WHAT YOU NEED TO DO: Please continue the essay on immigration and earning respect below, starting after its final sentence.

* START PASSAGE SHOWN *

That's all I have to do to earn your respect. All I have to do to be considered the "right" type of immigrant.

And I'm glad my parents went through that. Because it's given us a better life, and I love this country. But we weren't hounded from our country. We weren't persecuted, or threatened or in danger.

What does someone who comes here on a piece of crap boat go through? What will they go through if we send them back? What do these people have to do to earn your respect?

Seriously. If I'm the ideal candidate for immigration, if I'm the only type of person you want in this country, ask yourself why. Because I look like you? Because I sound - for the most part - like you? Because when I walk past you on the street, or work next to you I don't make you confront your own prejudices?

Regardless of what someone is fleeing from - poverty, persecution, a hopeless upbringing with no opportunity to get ahead - they've done more to deserve their place than me. I fled nothing, endured nothing more than inconvenience and apart from some mild teasing about the way I pronounce some words, people accept me.

* END PASSAGE SHOWN *
* START DATA LINES *

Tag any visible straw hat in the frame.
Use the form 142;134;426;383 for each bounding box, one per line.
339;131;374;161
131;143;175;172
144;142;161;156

* END DATA LINES *

THE RESULT:
Once we were a nation of "battlers". A nation that gave a hand up to those who were down.

When did that change? When did we decide there was a limit (Whilst still offering a bonus for increasing the population) on compassion?


**EDIT** An additional note. I am heartily sick of hearing the "Don't like it? Leave!!!1!" bullshit everywhere I turn. Seriously? You think that because someone is an immigrant they are never - regardless of provocation - allowed to disagree with policies, politics or any social problems they see? Why? Every single person who holds that belief does their fair share of wingeing about society, but immigrants aren't.

Those people, to a man, believe that an immigrant can never truly be Australian, and only Australian-born Australians have any right to complain.